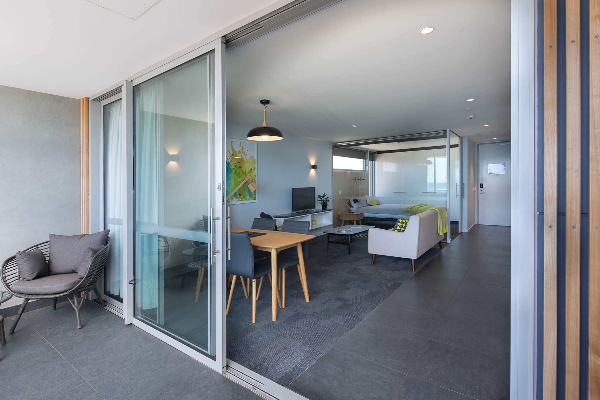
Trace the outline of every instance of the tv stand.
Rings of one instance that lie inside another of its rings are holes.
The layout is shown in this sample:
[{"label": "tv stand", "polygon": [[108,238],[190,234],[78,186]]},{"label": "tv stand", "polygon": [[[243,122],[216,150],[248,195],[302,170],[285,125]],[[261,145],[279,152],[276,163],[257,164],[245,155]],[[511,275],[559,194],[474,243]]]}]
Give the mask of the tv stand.
[{"label": "tv stand", "polygon": [[[310,234],[318,236],[323,234],[323,230],[329,229],[333,225],[333,210],[303,210],[294,211],[287,214],[274,215],[273,218],[277,221],[277,226],[283,224],[286,219],[295,219],[296,221],[308,221],[311,222]],[[316,224],[313,226],[312,221]]]}]

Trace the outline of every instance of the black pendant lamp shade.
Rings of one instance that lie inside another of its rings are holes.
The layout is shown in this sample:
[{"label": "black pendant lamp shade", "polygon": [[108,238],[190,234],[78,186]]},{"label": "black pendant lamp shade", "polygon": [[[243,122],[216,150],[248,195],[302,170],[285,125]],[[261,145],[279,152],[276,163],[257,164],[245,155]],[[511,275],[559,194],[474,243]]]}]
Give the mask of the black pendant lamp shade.
[{"label": "black pendant lamp shade", "polygon": [[266,124],[266,106],[271,103],[269,100],[260,100],[260,104],[265,106],[263,112],[263,124],[262,127],[253,128],[246,135],[248,140],[257,142],[270,142],[271,140],[281,140],[283,139],[281,131],[277,128],[269,127]]}]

- [What this task involves]: Change every occurrence of "instance" to "object" in the material and give all of it again with nothing else altered. Leave the pictures out of your answer.

- [Result below]:
Trace the outline of every object of the tv stand.
Rings of one object that lie inside another of its rings are holes.
The layout is shown in this sample:
[{"label": "tv stand", "polygon": [[108,238],[190,234],[78,186]]},{"label": "tv stand", "polygon": [[[243,122],[216,150],[248,195],[302,170],[285,125]],[[261,145],[279,152],[276,163],[257,164],[245,155]],[[511,275],[559,194],[474,243]]]}]
Give the mask of the tv stand.
[{"label": "tv stand", "polygon": [[[310,234],[318,236],[323,234],[323,230],[329,229],[333,225],[333,210],[303,210],[294,211],[287,214],[274,215],[273,218],[277,221],[277,226],[283,224],[286,219],[295,219],[296,221],[308,221],[311,222]],[[316,224],[313,226],[312,221]]]}]

Trace the outline of every object of the black pendant lamp shade.
Rings of one object that lie inside another of its rings are holes.
The layout is shown in this sample:
[{"label": "black pendant lamp shade", "polygon": [[108,238],[190,234],[78,186]]},{"label": "black pendant lamp shade", "polygon": [[[243,122],[216,150],[248,195],[302,170],[285,125]],[[261,145],[279,152],[276,163],[257,164],[245,155]],[[511,275],[559,194],[474,243]]]}]
Give the mask of the black pendant lamp shade.
[{"label": "black pendant lamp shade", "polygon": [[266,124],[266,106],[271,103],[269,100],[260,100],[260,104],[265,106],[263,112],[263,124],[262,127],[253,128],[246,135],[248,140],[257,142],[270,142],[271,140],[281,140],[283,139],[281,131],[277,128],[269,127]]}]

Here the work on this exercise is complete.